TEXT:
------------------------------------------------------------------------

Using the merged dataframe from the previous example, you can use matplotlib and seaborn to create a grouped bar chart.
import pandas as pd
import matplotlib.pyplot as plt
import seaborn as sns
def plot_attack_comparison(comparison_df):
# Melt the dataframe to make it suitable for seaborn's grouped bar plot
df_melted = comparison_df.melt(
id_vars='attack_type',
value_vars=['attack_success_rate_baseline', 'attack_success_rate_hardened'],
var_name='model_version',
value_name='success_rate'
)
# Create the plot
plt.figure(figsize=(10, 6))
sns.barplot(data=df_melted, x='attack_type', y='success_rate', hue='model_version')
plt.title('Attack Success Rate: Baseline vs. Hardened Model')
plt.ylabel('Success Rate')
plt.xlabel('Attack Type')
plt.ylim(0, 1) # Rates are between 0 and 1
plt.legend(title='Model Version')
plt.tight_layout()
plt.savefig('attack_comparison.png')
plt.show()
# Assuming 'comparison_results' is the dataframe from the previous script
plot_attack_comparison(comparison_results)
This code would generate a chart similar to the one below, clearly showing the reduction in attack success rate for the hardened model.
Checking for Statistical Significance
Observing a difference is one thing; determining if that difference is statistically significant is another. This is crucial for making confident claims about a model’s improvement. For instance, if you have lists of scores (e.g., individual success/failure on test cases), you can use a statistical test like the independent t-test to check if the means of the two groups are significantly different.
The scipy library provides tools for this.
from scipy import stats
def check_significance(baseline_scores, hardened_scores):
# Assuming scores are lists of 0s (failure) and 1s (success)
# for a particular attack across many trials.
# Perform an independent t-test
t_stat, p_value = stats.ttest_ind(baseline_scores, hardened_scores, equal_var=False)
print(f"T-statistic: {t_stat:.4f}")
print(f"P-value: {p_value:.4f}")
# Interpret the p-value
alpha = 0.05 # Significance level
if p_value < alpha:
print("The difference is statistically significant.")
else:
print("The difference is not statistically significant.")

------------------------------------------------------------------------

INPUT DATA:

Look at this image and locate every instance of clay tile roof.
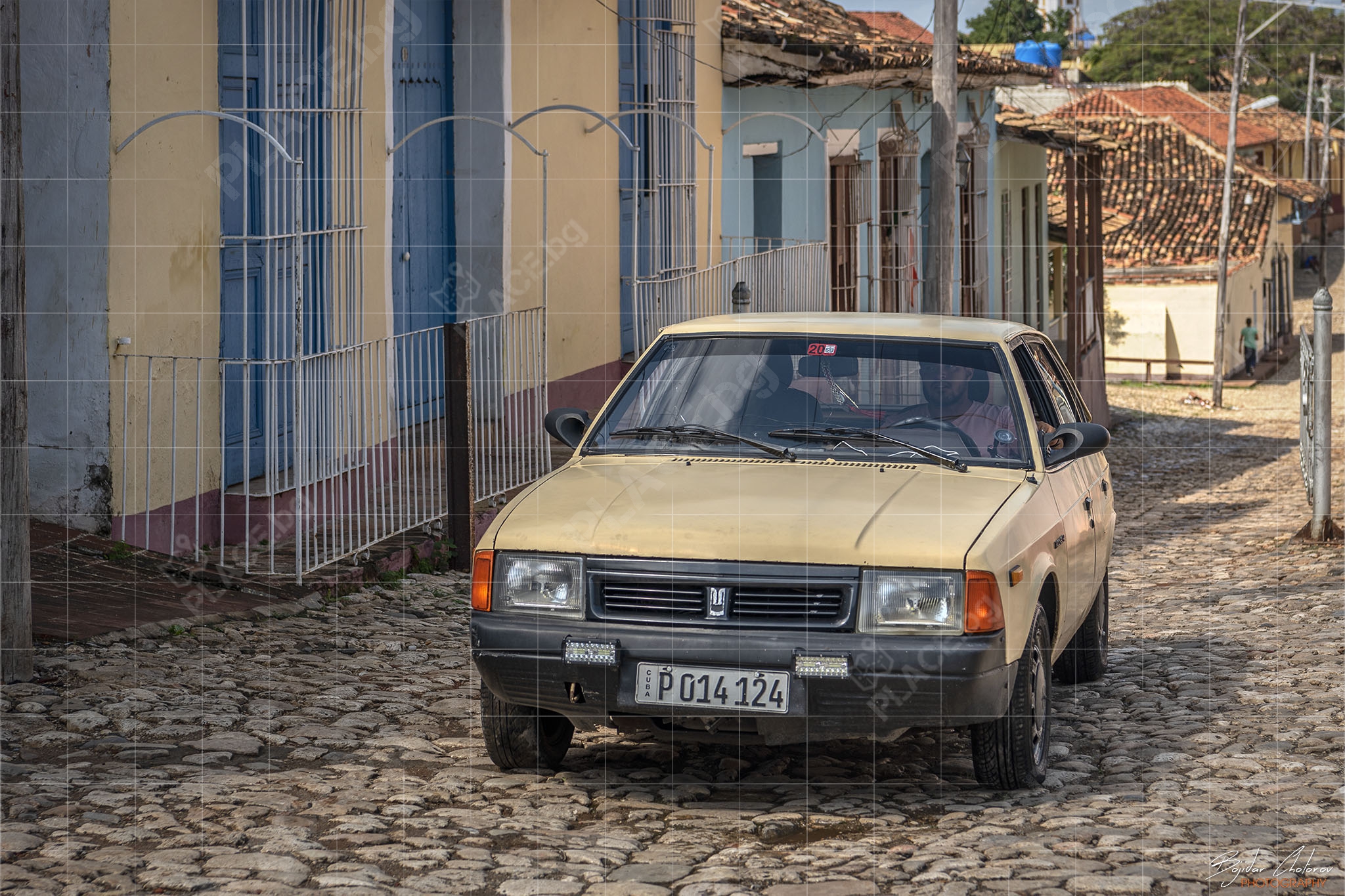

------------------------------------------------------------------------

DIRECTIONS:
(1) Say whether each statement agrees with the attack success rate text. Answer yes or no for each, and quote the deciding words of the text exactly.
(a) The chart limits the y-axis to values from 0 to 1.
(b) The t-test is run assuming the two groups have equal variances.
(c) The significance level is set to 0.01.
(2) From the attack success rate text, copy the part that begins at the words "# Assuming 'comparison_results'" and stops after "the hardened model.".
(3) Carry on the attack success rate text from the point where it stops.

ANSWERS FOR THE TASKS:
(1)
(a) Yes: "plt.ylim(0, 1)"
(b) No: "equal_var=False"
(c) No: "alpha = 0.05"

(2)
# Assuming 'comparison_results' is the dataframe from the previous script
plot_attack_comparison(comparison_results)
This code would generate a chart similar to the one below, clearly showing the reduction in attack success rate for the hardened model.

(3)
# Example data: Attack success outcomes for 100 trials
baseline_outcomes = [1] * 65 + [0] * 35 # 65% success
hardened_outcomes = [1] * 30 + [0] * 70 # 30% success
check_significance(baseline_outcomes, hardened_outcomes)
A low p-value (typically < 0.05) gives you confidence that the observed improvement in the hardened model is not due to random chance.
Comparing Output Distributions for Generative Models
For generative models (like LLMs), comparing single metrics is often insufficient. You need to understand how the entire distribution of outputs has changed. For example, after applying a defense against toxicity, you want to see a shift in the distribution of toxicity scores for the model’s generations.
A Kernel Density Estimate (KDE) plot is perfect for visualizing and comparing these distributions.
import pandas as pd
import seaborn as sns
import matplotlib.pyplot as plt
def plot_distribution_comparison(baseline_scores_csv, hardened_scores_csv, metric='toxicity'):
# Load datasets containing a column with the metric to compare
baseline_df = pd.read_csv(baseline_scores_csv)
hardened_df = pd.read_csv(hardened_scores_csv)
plt.figure(figsize=(10, 6))
# Plot KDE for both models on the same axes
sns.kdeplot(baseline_df[metric], label='Baseline Model', fill=True)
sns.kdeplot(hardened_df[metric], label='Hardened Model', fill=True)
plt.title(f'Distribution of {metric.capitalize()} Scores')
plt.xlabel(f'{metric.capitalize()} Score')
plt.ylabel('Density')
plt.legend()
plt.tight_layout()
plt.savefig('distribution_comparison.png')
plt.show()
# Example usage
plot_distribution_comparison('baseline_llm_toxicity.csv', 'hardened_llm_toxicity.csv')
This script would produce a plot showing two overlapping curves. An effective defense would show the “Hardened Model” curve shifted towards lower toxicity scores compared to the “Baseline Model” curve. This provides a much richer view of the defense’s impact than a simple average score could.